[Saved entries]
+++

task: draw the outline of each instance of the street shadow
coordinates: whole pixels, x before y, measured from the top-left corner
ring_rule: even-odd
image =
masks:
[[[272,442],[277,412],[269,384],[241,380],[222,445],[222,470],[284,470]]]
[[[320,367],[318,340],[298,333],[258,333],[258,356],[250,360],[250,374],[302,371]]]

+++

▶ Task prompt
Rewrite the entries with "street shadow" changed to "shadow on the road", keeping everything else the same.

▶ Response
task: draw the outline of each instance of the shadow on the road
coordinates: whole pixels, x before y, measured from the top-left corner
ring_rule: even-odd
image =
masks:
[[[272,442],[277,412],[269,384],[241,380],[222,445],[222,470],[284,470]]]
[[[320,367],[318,340],[298,333],[258,333],[258,356],[250,360],[250,374],[302,371]]]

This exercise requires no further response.